PAGE TEXT ▸
-------------------------
Monsters University (2013)

Monster University (2013)

School and university… they’re formative institutions for many people. You get an education, make friends, and the more liberally-inclined would say they “find out who they really are”. I guess it’s a better place to “find yourself” than on a beach in Thailand though, which is where so many middle class 21 year olds from the UK will tell you. Seeing films set in universities or schools is nothing new; it’s been done time and time again. I think Hollywood actually gave me an impression of what to expect from university: girls, beer and hijinks. Not all of it came true, and I never saw a single red cup at a house party. That seems to be very US-centric… thanks for that American Pie! But the current film doesn’t bring up beer… it’s a kids’ film after all. But it does (scratch on) girls and hijinks… Yes, Monsters University has rolled onto campus, but is it the class clown or is it going to graduate magna cum laude?

Monster University (2013)

First… can I just dwell on the title? Does it bug anyone else that it doesn’t have an apostrophe in there? Shouldn’t it be Monsters’ University? I guess I can let it slip though, and someone will probably enlighten me as to why it shouldn’t be in there. I’m sure they wouldn’t have let that slip! Anyway, Monsters University is the prequel to 2001’s hugely successful Monsters Inc. – yes, that’s a 12 year gap between instalments in the series. Luckily, Disney Pixar have a great DVD / streaming market, because the target audience this film is aimed at is far too young to even have been alive when the first film came out. I’m not sure why there was such a delay in this happening!
-------------------------
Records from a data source
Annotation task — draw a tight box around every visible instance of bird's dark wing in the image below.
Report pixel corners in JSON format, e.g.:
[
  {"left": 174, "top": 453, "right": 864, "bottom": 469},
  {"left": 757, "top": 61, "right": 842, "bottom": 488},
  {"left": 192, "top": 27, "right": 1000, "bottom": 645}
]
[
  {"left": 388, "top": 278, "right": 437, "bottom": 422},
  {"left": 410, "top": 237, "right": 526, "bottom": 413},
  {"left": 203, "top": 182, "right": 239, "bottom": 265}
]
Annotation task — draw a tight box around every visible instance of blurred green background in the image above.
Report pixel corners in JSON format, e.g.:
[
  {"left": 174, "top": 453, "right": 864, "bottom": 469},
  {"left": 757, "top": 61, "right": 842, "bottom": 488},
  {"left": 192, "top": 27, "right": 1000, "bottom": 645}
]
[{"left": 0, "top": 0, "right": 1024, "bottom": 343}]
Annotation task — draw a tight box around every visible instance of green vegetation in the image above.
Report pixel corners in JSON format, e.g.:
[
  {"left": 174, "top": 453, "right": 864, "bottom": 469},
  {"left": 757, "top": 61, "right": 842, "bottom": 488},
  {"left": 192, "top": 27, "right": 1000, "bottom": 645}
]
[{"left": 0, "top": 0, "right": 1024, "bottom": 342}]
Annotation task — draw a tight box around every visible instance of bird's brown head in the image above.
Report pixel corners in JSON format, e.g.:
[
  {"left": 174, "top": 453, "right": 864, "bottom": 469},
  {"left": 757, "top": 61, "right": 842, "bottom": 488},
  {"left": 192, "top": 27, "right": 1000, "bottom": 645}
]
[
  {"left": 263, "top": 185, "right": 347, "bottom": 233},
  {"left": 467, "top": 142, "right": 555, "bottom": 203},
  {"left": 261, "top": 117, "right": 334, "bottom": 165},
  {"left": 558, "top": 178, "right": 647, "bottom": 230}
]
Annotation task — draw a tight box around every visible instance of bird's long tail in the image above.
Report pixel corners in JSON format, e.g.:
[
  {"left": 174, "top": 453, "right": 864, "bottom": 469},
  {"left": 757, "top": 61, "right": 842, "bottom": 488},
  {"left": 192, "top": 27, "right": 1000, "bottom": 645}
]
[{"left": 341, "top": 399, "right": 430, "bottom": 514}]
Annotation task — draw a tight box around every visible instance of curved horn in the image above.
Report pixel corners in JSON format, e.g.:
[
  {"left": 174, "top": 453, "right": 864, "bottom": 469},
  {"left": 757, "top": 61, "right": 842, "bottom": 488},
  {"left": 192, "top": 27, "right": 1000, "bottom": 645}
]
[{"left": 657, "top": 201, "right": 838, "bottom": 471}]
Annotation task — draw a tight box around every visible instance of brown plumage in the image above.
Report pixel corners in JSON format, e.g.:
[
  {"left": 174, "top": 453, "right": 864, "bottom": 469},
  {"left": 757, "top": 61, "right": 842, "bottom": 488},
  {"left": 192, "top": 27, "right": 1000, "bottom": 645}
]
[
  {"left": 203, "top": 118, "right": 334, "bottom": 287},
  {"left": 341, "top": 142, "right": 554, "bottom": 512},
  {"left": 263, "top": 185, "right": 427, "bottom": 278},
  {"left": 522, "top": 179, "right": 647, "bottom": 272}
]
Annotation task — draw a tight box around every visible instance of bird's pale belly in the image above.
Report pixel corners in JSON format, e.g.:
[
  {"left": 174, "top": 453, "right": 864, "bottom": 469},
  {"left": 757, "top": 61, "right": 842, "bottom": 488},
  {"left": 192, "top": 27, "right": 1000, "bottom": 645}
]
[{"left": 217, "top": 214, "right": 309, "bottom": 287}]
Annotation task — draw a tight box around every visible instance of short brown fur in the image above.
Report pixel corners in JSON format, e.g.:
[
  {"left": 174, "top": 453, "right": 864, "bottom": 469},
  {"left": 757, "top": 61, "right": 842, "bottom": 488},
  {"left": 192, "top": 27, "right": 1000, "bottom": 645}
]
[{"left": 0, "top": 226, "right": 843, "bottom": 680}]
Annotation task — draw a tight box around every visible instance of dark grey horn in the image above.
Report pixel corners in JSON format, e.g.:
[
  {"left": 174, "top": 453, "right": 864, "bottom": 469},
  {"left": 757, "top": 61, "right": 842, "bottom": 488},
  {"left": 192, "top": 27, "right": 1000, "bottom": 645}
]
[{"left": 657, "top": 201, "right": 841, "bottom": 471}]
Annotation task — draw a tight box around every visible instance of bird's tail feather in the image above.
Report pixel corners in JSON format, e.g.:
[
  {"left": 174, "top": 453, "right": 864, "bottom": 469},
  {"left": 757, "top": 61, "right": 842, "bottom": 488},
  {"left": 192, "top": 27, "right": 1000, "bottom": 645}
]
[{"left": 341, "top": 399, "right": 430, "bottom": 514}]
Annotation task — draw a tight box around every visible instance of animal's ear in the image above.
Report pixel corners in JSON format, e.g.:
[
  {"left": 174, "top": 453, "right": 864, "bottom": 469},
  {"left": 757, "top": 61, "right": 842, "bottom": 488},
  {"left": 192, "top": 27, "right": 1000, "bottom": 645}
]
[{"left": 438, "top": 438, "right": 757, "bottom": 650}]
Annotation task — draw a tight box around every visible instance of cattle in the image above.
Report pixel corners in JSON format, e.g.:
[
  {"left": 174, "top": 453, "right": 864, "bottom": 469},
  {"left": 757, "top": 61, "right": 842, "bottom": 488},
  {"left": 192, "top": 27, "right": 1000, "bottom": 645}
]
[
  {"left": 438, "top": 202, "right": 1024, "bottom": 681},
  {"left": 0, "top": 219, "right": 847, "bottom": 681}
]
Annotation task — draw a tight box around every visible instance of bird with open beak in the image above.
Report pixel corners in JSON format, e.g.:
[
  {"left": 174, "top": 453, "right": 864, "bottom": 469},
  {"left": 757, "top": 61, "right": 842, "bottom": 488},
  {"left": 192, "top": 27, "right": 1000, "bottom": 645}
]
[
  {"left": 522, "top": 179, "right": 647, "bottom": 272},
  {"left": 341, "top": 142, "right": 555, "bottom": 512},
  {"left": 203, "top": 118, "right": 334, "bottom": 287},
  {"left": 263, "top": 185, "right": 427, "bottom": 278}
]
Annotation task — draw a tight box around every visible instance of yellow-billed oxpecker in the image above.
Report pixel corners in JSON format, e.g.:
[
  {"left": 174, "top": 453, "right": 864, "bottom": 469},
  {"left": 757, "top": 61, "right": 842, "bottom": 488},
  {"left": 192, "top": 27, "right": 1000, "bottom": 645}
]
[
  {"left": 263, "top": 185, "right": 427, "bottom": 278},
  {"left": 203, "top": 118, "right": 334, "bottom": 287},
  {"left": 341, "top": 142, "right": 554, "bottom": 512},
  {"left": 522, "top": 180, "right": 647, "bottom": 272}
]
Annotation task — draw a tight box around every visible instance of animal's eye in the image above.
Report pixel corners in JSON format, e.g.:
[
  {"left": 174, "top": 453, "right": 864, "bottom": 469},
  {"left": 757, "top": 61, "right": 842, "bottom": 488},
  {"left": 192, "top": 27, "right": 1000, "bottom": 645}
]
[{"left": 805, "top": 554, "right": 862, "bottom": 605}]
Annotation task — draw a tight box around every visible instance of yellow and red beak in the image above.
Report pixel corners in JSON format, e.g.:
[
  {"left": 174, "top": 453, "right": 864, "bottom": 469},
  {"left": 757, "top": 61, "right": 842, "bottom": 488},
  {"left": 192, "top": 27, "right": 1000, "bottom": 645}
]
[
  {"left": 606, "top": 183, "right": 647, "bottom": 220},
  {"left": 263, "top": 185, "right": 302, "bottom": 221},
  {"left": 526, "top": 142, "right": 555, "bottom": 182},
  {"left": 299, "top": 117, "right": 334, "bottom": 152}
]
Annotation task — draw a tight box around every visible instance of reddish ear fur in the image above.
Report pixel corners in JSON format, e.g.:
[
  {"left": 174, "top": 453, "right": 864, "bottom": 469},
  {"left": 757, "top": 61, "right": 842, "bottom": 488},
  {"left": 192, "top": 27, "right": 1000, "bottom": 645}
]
-------------------------
DIRECTIVE 1 ▸
In the Monsters University review, rewrite the stretch from "First… can I" through "in this happening!", replacing "apostrophe" with "comma".
DIRECTIVE 2 ▸
State whether each statement agrees with the Monsters University review, answering yes or no and quoting the deciding words of the review:
(a) The review calls Monsters University the prequel to Monsters Inc.
(b) The reviewer saw red cups at house parties.
(c) The review says the film brings up beer.

TASK ANSWER 1 ▸
First… can I just dwell on the title? Does it bug anyone else that it doesn’t have an comma in there? Shouldn’t it be Monsters’ University? I guess I can let it slip though, and someone will probably enlighten me as to why it shouldn’t be in there. I’m sure they wouldn’t have let that slip! Anyway, Monsters University is the prequel to 2001’s hugely successful Monsters Inc. – yes, that’s a 12 year gap between instalments in the series. Luckily, Disney Pixar have a great DVD / streaming market, because the target audience this film is aimed at is far too young to even have been alive when the first film came out. I’m not sure why there was such a delay in this happening!

TASK ANSWER 2 ▸
(a) Yes: "Monsters University is the prequel to 2001’s hugely successful Monsters Inc."
(b) No: "I never saw a single red cup at a house party."
(c) No: "But the current film doesn’t bring up beer"